What the exercise asks:
Reproduce all of the records exactly.

(Dataset entries)
::::::
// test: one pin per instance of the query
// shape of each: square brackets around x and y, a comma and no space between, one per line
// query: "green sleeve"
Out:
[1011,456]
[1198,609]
::::::
Task solution:
// test: one pin per instance of the query
// shape of each: square brackets around x and y, a comma and no space between, one per line
// query: "green sleeve"
Out:
[1011,456]
[1198,609]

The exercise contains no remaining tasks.